----- PROVIDED RECORDS -----
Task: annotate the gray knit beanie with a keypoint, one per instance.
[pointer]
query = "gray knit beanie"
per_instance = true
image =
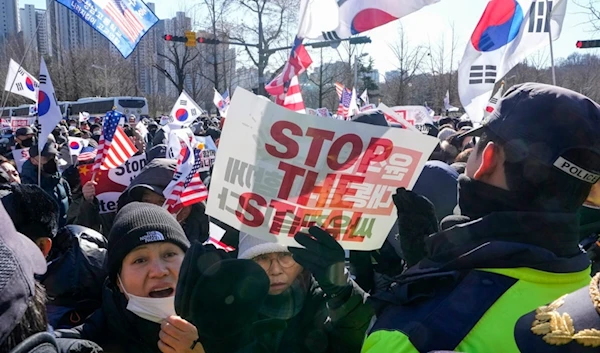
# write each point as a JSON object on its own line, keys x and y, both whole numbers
{"x": 140, "y": 223}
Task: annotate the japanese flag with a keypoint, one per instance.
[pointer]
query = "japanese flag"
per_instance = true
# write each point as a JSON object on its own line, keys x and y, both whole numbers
{"x": 21, "y": 82}
{"x": 76, "y": 145}
{"x": 185, "y": 110}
-----
§ ASSIGNED TASK
Please print every record above exactly, but leave the pictures out.

§ RESULT
Task: annotate the gray knit beanie with a keypoint, one per instance.
[pointer]
query = "gray knit beanie"
per_instance = true
image =
# write each point as a JSON object on its own line, keys x and y, both whole numbers
{"x": 140, "y": 223}
Task: annotate the japanese flag with a keypoint, one per instance.
[pointer]
query = "japanese flag"
per_instance = true
# write each point as a JSON object on its own line, keys x and y, both whole numbers
{"x": 21, "y": 82}
{"x": 76, "y": 145}
{"x": 185, "y": 110}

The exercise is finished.